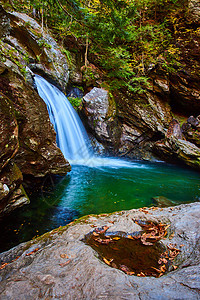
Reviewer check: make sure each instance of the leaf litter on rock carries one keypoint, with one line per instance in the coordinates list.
(117, 249)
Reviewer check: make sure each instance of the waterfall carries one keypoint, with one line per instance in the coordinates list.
(71, 135)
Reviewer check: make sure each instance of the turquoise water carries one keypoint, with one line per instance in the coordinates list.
(93, 190)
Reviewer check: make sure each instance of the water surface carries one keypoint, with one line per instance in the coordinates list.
(102, 189)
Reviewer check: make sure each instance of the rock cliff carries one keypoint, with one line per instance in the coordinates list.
(27, 138)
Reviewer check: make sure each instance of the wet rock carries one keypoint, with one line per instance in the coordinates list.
(8, 130)
(162, 201)
(74, 92)
(193, 121)
(12, 194)
(32, 46)
(60, 265)
(17, 199)
(174, 130)
(191, 130)
(4, 191)
(5, 23)
(100, 112)
(194, 7)
(38, 154)
(179, 150)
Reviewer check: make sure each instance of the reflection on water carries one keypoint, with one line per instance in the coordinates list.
(101, 189)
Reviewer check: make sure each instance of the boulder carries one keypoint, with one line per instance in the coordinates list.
(99, 110)
(26, 44)
(162, 201)
(60, 265)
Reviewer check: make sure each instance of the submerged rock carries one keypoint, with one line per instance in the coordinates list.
(100, 112)
(60, 265)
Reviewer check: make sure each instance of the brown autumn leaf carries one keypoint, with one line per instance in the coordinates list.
(103, 230)
(95, 233)
(108, 262)
(3, 265)
(174, 267)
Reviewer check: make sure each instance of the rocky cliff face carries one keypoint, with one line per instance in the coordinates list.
(60, 265)
(143, 121)
(27, 138)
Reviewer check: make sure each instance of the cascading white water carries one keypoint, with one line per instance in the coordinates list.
(71, 135)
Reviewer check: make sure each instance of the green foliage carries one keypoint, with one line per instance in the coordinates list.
(75, 102)
(121, 37)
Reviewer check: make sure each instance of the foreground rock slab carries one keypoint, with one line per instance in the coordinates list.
(58, 265)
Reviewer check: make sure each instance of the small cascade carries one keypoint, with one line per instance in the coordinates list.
(71, 135)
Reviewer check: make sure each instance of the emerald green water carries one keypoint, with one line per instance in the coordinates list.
(87, 190)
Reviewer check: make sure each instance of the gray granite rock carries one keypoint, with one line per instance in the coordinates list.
(59, 265)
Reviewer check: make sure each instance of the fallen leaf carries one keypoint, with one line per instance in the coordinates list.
(32, 252)
(107, 261)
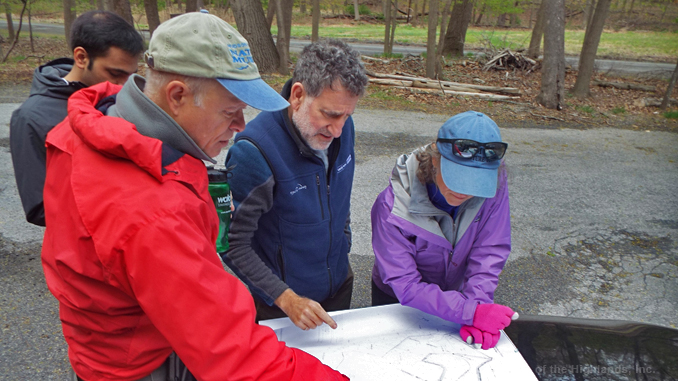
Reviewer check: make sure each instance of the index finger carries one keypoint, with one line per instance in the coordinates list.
(320, 312)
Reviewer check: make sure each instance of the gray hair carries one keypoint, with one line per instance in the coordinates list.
(157, 80)
(320, 64)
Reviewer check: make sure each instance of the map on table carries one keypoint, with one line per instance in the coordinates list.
(400, 343)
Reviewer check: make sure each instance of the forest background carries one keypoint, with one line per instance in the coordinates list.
(640, 30)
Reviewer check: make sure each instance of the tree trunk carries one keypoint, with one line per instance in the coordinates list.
(480, 16)
(553, 69)
(251, 22)
(387, 28)
(501, 20)
(18, 32)
(191, 6)
(537, 32)
(30, 28)
(431, 40)
(10, 23)
(284, 21)
(588, 13)
(441, 38)
(69, 17)
(456, 29)
(394, 23)
(123, 9)
(415, 15)
(152, 16)
(513, 19)
(669, 90)
(587, 56)
(316, 20)
(270, 13)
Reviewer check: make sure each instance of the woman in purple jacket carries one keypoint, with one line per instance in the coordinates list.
(441, 231)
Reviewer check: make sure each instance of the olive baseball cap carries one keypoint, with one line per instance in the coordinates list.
(201, 45)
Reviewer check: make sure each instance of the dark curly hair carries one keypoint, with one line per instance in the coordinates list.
(322, 63)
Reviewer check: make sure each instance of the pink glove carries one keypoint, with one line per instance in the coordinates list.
(472, 335)
(493, 317)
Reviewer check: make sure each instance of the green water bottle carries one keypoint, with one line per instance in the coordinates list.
(221, 196)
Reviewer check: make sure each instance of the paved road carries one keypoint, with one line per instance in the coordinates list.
(594, 219)
(612, 67)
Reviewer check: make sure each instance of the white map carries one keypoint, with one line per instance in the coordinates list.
(401, 343)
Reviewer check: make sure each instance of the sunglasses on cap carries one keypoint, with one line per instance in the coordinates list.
(471, 150)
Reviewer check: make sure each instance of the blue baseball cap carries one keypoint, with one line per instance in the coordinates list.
(470, 177)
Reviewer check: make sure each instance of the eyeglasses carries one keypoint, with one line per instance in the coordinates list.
(472, 150)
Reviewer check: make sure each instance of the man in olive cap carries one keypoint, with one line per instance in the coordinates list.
(129, 248)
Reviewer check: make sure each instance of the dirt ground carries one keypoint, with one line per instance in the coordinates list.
(605, 107)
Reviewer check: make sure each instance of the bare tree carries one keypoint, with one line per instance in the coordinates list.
(587, 57)
(553, 69)
(455, 37)
(537, 32)
(316, 20)
(589, 8)
(431, 40)
(69, 17)
(251, 22)
(439, 48)
(18, 31)
(10, 23)
(123, 9)
(394, 23)
(270, 12)
(388, 48)
(152, 16)
(669, 90)
(284, 19)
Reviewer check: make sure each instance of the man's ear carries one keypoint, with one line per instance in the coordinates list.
(297, 95)
(81, 57)
(177, 95)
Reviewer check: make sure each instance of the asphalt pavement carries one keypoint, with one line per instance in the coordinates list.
(594, 229)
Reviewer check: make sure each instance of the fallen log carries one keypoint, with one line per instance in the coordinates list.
(417, 90)
(391, 82)
(653, 102)
(374, 59)
(623, 86)
(491, 89)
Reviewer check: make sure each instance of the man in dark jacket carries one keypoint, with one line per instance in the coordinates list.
(290, 236)
(105, 48)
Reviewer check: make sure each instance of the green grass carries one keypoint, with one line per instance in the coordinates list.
(586, 109)
(626, 44)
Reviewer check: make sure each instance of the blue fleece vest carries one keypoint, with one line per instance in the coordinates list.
(301, 239)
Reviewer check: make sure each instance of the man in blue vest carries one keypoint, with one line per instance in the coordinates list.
(292, 177)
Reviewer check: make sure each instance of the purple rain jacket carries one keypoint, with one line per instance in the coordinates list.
(431, 262)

* * * * *

## PROBLEM DESCRIPTION
Lay out these lines as a JSON list of strings, one string per line, leaving out blank lines and the pictures.

## WRITTEN RESPONSE
[
  "Reviewer check: make sure each instance of the leaf litter on rock carries one keypoint, with one line per instance in the coordinates list.",
  "(117, 249)",
  "Reviewer check: make sure each instance of the waterfall carries one keypoint, with one line per instance in the coordinates list.",
  "(71, 135)",
  "Reviewer check: make sure each instance of the turquoise water carries one keypoint, with one line per instance in the coordinates list.",
  "(93, 190)",
  "Reviewer check: make sure each instance of the water surface carries one keypoint, with one line per instance in the coordinates list.",
  "(102, 189)",
  "Reviewer check: make sure each instance of the rock cliff carries one keypoint, with one line per instance in the coordinates list.",
  "(27, 138)",
  "Reviewer check: make sure each instance of the wet rock carries one keypoint, with one line per instance in the coordinates list.",
  "(8, 130)",
  "(162, 201)",
  "(74, 92)",
  "(193, 121)",
  "(12, 194)",
  "(32, 46)",
  "(60, 265)",
  "(17, 199)",
  "(174, 130)",
  "(191, 130)",
  "(4, 191)",
  "(5, 23)",
  "(100, 112)",
  "(194, 7)",
  "(38, 154)",
  "(179, 150)",
  "Reviewer check: make sure each instance of the reflection on water carries one keypoint, with one line per instance in the coordinates list.",
  "(101, 189)",
  "Reviewer check: make sure each instance of the boulder carries one keypoint, with one line per instance in the coordinates list.",
  "(99, 110)",
  "(26, 44)",
  "(162, 201)",
  "(60, 265)",
  "Reviewer check: make sure each instance of the submerged rock carries one keypoint, with one line per instance in the coordinates list.",
  "(100, 112)",
  "(60, 265)",
  "Reviewer check: make sure each instance of the brown autumn leaf carries one keypoint, with one line per instance in the coordinates list.",
  "(103, 230)",
  "(95, 233)",
  "(108, 262)",
  "(3, 265)",
  "(174, 267)",
  "Reviewer check: make sure each instance of the rocky cliff face carries one keypoint, with one line per instance in the coordinates list.",
  "(60, 265)",
  "(143, 121)",
  "(27, 138)",
  "Reviewer check: make sure each instance of the cascading white water carries one keypoint, with one line per instance in the coordinates list.",
  "(71, 135)",
  "Reviewer check: make sure each instance of the green foliage carries one keypoint, with one line per instance in the coordinates list.",
  "(75, 102)",
  "(121, 37)",
  "Reviewer check: make sure each instance of the foreground rock slab carries one keypoint, with one line per instance in the coordinates list.",
  "(58, 265)",
  "Reviewer check: make sure each instance of the small cascade carries one keypoint, with one line per instance in the coordinates list.",
  "(71, 135)",
  "Reviewer check: make sure each instance of the emerald green water carries one keypoint, with one line per instance in the coordinates list.",
  "(87, 190)",
  "Reviewer check: make sure each instance of the gray granite rock carries one keypoint, with one line per instance in the coordinates list.",
  "(59, 265)",
  "Reviewer check: make sure each instance of the fallen leaf carries one keypoint, with one line per instance in the coordinates list.",
  "(32, 252)",
  "(107, 261)",
  "Reviewer check: make sure each instance of the index finger carries one keypoint, with one line per instance in the coordinates list.",
  "(320, 312)",
  "Reviewer check: make sure each instance of the gray hair carries one keypoint, with one line per instance in the coordinates list.",
  "(157, 80)",
  "(320, 64)",
  "Reviewer check: make sure each instance of the map on table carries one keypoint, with one line per instance in the coordinates list.",
  "(400, 343)",
  "Reviewer check: make sure each instance of the forest background carries one keypoint, with one line per instance in the coordinates list.",
  "(640, 30)",
  "Reviewer check: make sure each instance of the tree trunk carries one keypoint, with one line per instance in the coordinates list.",
  "(480, 16)",
  "(553, 69)",
  "(251, 22)",
  "(387, 28)",
  "(501, 20)",
  "(18, 32)",
  "(191, 6)",
  "(537, 32)",
  "(30, 28)",
  "(431, 40)",
  "(10, 23)",
  "(284, 21)",
  "(588, 13)",
  "(441, 38)",
  "(69, 17)",
  "(456, 29)",
  "(394, 23)",
  "(123, 9)",
  "(415, 15)",
  "(152, 16)",
  "(513, 19)",
  "(669, 90)",
  "(587, 56)",
  "(316, 20)",
  "(270, 13)",
  "Reviewer check: make sure each instance of the woman in purple jacket carries one keypoint, with one line per instance in the coordinates list.",
  "(441, 231)",
  "Reviewer check: make sure each instance of the olive baseball cap carries one keypoint, with one line per instance in the coordinates list.",
  "(201, 45)",
  "Reviewer check: make sure each instance of the dark curly hair carries one keypoint, with one line per instance in the coordinates list.",
  "(322, 63)",
  "Reviewer check: make sure each instance of the pink glove carries one keypoint, with one line per instance in the coordinates list.",
  "(472, 335)",
  "(493, 317)",
  "Reviewer check: make sure each instance of the green water bottle carries one keypoint, with one line per instance in the coordinates list.",
  "(221, 196)",
  "Reviewer check: make sure each instance of the paved road carries one keypoint, with one line per instance in the coordinates list.",
  "(594, 219)",
  "(612, 67)",
  "Reviewer check: make sure each instance of the white map carries one keypoint, with one line per instance in the coordinates list.",
  "(401, 343)",
  "Reviewer check: make sure each instance of the sunglasses on cap carries one keypoint, with one line per instance in the coordinates list.",
  "(471, 150)",
  "Reviewer check: make sure each instance of the blue baseball cap carries one keypoint, with one line per instance in the coordinates list.",
  "(470, 177)",
  "Reviewer check: make sure each instance of the eyeglasses carries one keypoint, with one line per instance in the coordinates list.",
  "(472, 150)",
  "Reviewer check: make sure each instance of the man in olive cap carries one keypoint, with one line per instance in the coordinates list.",
  "(129, 248)",
  "Reviewer check: make sure each instance of the dirt ground carries one keypoint, with one line per instance in the coordinates list.",
  "(605, 107)",
  "Reviewer check: make sure each instance of the bare tree carries one keypoint, with one line per instance in the coordinates list.",
  "(587, 57)",
  "(553, 69)",
  "(455, 37)",
  "(537, 32)",
  "(316, 20)",
  "(589, 8)",
  "(431, 40)",
  "(69, 17)",
  "(251, 22)",
  "(439, 48)",
  "(18, 31)",
  "(10, 23)",
  "(123, 9)",
  "(394, 23)",
  "(270, 12)",
  "(388, 48)",
  "(152, 16)",
  "(669, 90)",
  "(284, 19)",
  "Reviewer check: make sure each instance of the man's ear carries one keypoint, with one line per instance in the coordinates list.",
  "(297, 95)",
  "(81, 57)",
  "(177, 95)",
  "Reviewer check: make sure each instance of the asphalt pavement carries one keypoint, with one line per instance in the coordinates list.",
  "(594, 229)",
  "Reviewer check: make sure each instance of the fallen log carries one keypoint, with one line per instance in the coordinates list.",
  "(417, 90)",
  "(391, 82)",
  "(653, 102)",
  "(374, 59)",
  "(623, 86)",
  "(491, 89)",
  "Reviewer check: make sure each instance of the man in dark jacket carries one keypoint, with one line per instance in the coordinates list.",
  "(290, 236)",
  "(105, 48)",
  "Reviewer check: make sure each instance of the green grass carries one keypoint, with one line per instance in the coordinates list.",
  "(586, 109)",
  "(626, 44)",
  "Reviewer check: make sure each instance of the blue fleece vest carries one keypoint, with one line per instance in the coordinates list.",
  "(301, 239)",
  "Reviewer check: make sure each instance of the man in blue vest carries one keypoint, with one line per instance in the coordinates list.",
  "(292, 177)",
  "Reviewer check: make sure each instance of the purple rain jacket carries one keypoint, with one line per instance in the coordinates list.",
  "(431, 262)"
]